Objective:
Render every line of the data below as a Markdown table with the columns "Row" and "Line", numbering the lines in order and leaving out any blank ones.

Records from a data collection

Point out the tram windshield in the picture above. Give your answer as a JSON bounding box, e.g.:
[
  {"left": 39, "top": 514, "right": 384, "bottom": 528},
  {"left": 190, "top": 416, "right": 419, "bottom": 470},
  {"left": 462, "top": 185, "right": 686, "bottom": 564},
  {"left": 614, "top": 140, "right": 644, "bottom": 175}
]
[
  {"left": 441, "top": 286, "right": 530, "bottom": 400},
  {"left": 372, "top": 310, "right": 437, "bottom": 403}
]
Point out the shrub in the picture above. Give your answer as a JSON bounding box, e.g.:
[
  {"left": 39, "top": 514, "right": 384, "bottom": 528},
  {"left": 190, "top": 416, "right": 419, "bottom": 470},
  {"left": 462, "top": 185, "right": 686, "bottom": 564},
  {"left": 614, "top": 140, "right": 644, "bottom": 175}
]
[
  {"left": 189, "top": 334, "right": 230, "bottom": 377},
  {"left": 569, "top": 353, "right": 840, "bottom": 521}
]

Written response:
| Row | Line |
|---|---|
| 1 | Point out the tram windshield in the picture above. Give your answer as a JSON bounding box, e.g.: |
| 2 | [ |
| 3 |   {"left": 39, "top": 514, "right": 384, "bottom": 528}, |
| 4 |   {"left": 190, "top": 416, "right": 419, "bottom": 470}, |
| 5 |   {"left": 462, "top": 185, "right": 686, "bottom": 564}, |
| 6 |   {"left": 614, "top": 140, "right": 644, "bottom": 175} |
| 7 | ] |
| 8 | [ |
| 9 |   {"left": 441, "top": 286, "right": 530, "bottom": 400}, |
| 10 |   {"left": 372, "top": 310, "right": 437, "bottom": 403} |
| 11 | ] |
| 12 | Point out the shrub in the picture above. Give your answer as a JSON bounding box, e.g.: |
| 13 | [ |
| 14 |   {"left": 39, "top": 514, "right": 384, "bottom": 528}, |
| 15 |   {"left": 190, "top": 416, "right": 419, "bottom": 470}, |
| 16 |   {"left": 462, "top": 185, "right": 686, "bottom": 564}, |
| 17 |   {"left": 614, "top": 140, "right": 644, "bottom": 175} |
| 18 | ] |
| 19 | [ |
| 20 |   {"left": 189, "top": 334, "right": 230, "bottom": 377}, |
| 21 |   {"left": 569, "top": 353, "right": 840, "bottom": 521} |
| 22 | ] |